Labeled-object pointing records:
# # #
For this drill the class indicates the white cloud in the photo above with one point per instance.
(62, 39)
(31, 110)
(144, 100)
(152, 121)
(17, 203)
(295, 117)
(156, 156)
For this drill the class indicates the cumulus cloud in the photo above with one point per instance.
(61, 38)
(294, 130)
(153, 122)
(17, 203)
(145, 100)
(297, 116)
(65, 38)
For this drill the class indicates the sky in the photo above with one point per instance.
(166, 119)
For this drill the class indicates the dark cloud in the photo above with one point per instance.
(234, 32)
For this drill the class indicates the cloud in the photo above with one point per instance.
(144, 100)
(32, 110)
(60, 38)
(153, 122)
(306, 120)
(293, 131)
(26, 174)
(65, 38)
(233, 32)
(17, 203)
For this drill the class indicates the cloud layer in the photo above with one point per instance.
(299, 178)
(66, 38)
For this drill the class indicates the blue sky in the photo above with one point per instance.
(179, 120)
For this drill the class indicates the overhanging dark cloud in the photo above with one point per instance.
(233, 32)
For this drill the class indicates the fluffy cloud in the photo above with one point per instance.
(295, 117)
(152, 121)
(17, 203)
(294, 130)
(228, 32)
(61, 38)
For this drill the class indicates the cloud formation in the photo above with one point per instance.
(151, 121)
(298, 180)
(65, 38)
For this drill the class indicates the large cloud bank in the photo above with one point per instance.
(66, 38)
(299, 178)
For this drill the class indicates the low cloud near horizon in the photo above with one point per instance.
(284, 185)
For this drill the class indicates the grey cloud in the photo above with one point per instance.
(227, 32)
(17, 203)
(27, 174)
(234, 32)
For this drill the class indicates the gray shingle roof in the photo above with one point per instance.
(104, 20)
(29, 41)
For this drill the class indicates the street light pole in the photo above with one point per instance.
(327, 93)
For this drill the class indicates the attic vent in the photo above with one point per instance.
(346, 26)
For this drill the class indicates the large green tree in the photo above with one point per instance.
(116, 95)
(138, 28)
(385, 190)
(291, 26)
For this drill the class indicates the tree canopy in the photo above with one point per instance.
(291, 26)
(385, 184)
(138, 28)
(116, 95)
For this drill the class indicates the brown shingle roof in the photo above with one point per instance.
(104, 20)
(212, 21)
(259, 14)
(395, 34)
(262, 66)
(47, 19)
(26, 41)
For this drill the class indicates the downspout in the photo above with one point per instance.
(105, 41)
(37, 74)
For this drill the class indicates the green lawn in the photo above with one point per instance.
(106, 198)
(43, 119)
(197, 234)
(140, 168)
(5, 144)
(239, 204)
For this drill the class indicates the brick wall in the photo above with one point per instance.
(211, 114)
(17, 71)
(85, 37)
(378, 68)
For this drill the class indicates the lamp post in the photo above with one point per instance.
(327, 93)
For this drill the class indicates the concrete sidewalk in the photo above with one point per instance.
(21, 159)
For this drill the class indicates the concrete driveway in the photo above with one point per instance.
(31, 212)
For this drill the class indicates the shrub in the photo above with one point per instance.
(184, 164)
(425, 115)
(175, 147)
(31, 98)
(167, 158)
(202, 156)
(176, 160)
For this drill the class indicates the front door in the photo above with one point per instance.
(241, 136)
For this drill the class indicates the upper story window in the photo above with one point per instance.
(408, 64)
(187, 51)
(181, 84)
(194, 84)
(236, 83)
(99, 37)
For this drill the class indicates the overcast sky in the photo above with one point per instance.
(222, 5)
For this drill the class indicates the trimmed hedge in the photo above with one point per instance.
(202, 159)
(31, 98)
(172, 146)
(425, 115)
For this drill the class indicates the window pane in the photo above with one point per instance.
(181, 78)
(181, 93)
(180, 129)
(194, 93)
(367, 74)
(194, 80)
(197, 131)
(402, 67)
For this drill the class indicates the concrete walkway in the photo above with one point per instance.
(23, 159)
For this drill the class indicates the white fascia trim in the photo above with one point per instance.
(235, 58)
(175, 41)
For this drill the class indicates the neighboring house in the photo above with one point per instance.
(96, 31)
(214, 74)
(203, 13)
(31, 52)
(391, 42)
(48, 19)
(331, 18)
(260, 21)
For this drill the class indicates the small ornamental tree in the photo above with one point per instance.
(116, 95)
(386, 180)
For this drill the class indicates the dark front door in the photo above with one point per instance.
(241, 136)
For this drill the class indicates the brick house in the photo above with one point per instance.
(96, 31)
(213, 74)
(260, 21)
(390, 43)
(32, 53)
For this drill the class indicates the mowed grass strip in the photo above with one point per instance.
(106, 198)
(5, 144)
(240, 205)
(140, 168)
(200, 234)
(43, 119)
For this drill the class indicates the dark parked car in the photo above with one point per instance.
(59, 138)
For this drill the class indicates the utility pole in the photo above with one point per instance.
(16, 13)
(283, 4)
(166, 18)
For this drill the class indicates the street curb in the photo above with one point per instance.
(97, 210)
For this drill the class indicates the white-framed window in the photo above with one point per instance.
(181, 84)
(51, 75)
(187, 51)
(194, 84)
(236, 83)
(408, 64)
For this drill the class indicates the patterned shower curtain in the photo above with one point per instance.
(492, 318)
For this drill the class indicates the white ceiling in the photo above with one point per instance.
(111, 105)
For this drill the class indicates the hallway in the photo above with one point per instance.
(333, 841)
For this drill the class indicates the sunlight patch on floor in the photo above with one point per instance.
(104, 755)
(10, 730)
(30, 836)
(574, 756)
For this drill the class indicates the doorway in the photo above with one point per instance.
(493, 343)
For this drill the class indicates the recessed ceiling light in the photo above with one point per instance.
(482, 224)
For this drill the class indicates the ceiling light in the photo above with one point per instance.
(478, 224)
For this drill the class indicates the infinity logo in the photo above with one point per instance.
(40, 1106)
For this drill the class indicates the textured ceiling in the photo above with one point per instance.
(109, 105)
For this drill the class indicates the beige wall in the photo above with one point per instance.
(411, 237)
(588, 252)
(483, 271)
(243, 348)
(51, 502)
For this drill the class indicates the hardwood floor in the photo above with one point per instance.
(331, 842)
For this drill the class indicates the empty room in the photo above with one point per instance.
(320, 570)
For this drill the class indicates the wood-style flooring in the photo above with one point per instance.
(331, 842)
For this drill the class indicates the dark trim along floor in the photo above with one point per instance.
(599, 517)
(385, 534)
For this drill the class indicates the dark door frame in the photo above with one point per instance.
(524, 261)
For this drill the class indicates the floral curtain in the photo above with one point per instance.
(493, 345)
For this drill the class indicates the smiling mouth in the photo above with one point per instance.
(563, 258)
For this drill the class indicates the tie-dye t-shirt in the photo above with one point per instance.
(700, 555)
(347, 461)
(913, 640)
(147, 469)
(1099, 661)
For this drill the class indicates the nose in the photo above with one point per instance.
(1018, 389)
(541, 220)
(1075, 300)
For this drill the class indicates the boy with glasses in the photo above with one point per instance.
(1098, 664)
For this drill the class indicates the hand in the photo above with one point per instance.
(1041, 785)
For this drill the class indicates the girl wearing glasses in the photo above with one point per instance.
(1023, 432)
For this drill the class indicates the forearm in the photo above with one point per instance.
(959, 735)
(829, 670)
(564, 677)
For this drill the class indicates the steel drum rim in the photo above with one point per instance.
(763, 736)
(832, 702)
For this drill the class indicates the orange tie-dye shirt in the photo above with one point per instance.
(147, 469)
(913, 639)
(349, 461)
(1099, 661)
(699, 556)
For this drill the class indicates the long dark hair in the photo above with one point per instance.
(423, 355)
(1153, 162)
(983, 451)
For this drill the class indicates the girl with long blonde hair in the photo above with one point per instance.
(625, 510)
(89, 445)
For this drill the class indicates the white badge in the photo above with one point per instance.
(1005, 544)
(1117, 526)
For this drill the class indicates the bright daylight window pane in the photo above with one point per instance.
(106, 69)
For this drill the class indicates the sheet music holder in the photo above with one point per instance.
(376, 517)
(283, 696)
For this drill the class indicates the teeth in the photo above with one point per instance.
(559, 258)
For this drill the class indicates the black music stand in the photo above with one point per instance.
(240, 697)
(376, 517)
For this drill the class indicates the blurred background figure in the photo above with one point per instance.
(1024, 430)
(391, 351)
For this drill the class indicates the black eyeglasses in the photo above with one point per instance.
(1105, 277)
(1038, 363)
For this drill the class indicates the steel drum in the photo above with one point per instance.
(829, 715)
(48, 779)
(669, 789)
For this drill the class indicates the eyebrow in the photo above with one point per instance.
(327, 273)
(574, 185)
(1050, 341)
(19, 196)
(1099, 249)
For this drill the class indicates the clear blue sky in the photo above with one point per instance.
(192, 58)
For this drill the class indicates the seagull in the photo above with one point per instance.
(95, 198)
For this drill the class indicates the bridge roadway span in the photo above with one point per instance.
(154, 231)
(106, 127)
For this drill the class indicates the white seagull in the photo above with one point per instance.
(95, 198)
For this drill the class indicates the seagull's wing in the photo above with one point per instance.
# # #
Written task: Edit the records from the line containing "For this drill the class indicates the white seagull" through the end of the records, changing "wing" to "tail feathers" and leaving everything else as it is.

Output below:
For this drill the class indicates the white seagull in the photo above with one point per instance.
(95, 198)
For this drill the class indicates the seagull's tail feathers in the photo above with one point per instance.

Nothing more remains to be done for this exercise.